_Data entries_
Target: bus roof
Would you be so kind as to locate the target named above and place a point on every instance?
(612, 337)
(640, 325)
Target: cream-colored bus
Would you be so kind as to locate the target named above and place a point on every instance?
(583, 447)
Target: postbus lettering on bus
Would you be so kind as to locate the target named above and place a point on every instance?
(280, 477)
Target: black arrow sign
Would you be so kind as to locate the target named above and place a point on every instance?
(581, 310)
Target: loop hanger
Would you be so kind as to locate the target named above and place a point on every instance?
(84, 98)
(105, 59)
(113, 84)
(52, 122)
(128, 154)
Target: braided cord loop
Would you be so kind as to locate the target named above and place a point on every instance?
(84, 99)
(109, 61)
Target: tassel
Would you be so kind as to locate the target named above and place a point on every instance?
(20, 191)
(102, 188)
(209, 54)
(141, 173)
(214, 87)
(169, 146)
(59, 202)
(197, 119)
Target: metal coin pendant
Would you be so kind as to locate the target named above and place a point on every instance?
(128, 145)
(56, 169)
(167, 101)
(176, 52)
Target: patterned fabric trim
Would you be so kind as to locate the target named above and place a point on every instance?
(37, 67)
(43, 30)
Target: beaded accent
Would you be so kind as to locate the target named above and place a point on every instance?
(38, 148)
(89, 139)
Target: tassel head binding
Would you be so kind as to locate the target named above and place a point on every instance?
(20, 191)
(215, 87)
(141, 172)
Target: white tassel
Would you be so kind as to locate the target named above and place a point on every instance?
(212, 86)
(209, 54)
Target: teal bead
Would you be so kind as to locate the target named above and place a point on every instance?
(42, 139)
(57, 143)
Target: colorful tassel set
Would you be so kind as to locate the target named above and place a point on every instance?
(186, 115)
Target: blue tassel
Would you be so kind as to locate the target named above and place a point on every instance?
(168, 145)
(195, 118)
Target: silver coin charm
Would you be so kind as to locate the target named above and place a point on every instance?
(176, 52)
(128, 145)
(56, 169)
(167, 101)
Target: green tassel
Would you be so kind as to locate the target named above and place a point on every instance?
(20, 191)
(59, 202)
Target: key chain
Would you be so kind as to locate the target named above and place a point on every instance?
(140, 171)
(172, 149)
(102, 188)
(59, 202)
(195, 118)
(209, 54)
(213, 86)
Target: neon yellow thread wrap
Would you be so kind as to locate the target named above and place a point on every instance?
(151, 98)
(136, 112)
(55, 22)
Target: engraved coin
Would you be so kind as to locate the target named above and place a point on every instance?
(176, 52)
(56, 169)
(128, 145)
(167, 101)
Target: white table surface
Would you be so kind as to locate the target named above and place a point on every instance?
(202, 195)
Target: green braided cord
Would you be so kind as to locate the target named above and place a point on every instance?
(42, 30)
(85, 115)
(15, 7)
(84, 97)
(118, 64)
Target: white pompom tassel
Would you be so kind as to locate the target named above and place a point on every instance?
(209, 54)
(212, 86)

_Given exercise_
Repeat exactly, and only, the lines from the line containing "Target: engraved coin" through the last line of the records above, both included.

_Expected answer_
Target: engraved coin
Would you be so kind as to locate the target named above and place a point on every instance?
(176, 52)
(56, 169)
(128, 145)
(167, 101)
Target: white table surface
Would you be so kind as to locate the target named above and place a point on every instance?
(202, 195)
Target: green braided cord
Would you be so kind as to locate the target named above and place a point on every instance?
(42, 30)
(85, 115)
(15, 7)
(84, 97)
(118, 64)
Target: white pompom tassel
Would you be so kind as to locate the target named above and place a point on every instance?
(209, 54)
(212, 86)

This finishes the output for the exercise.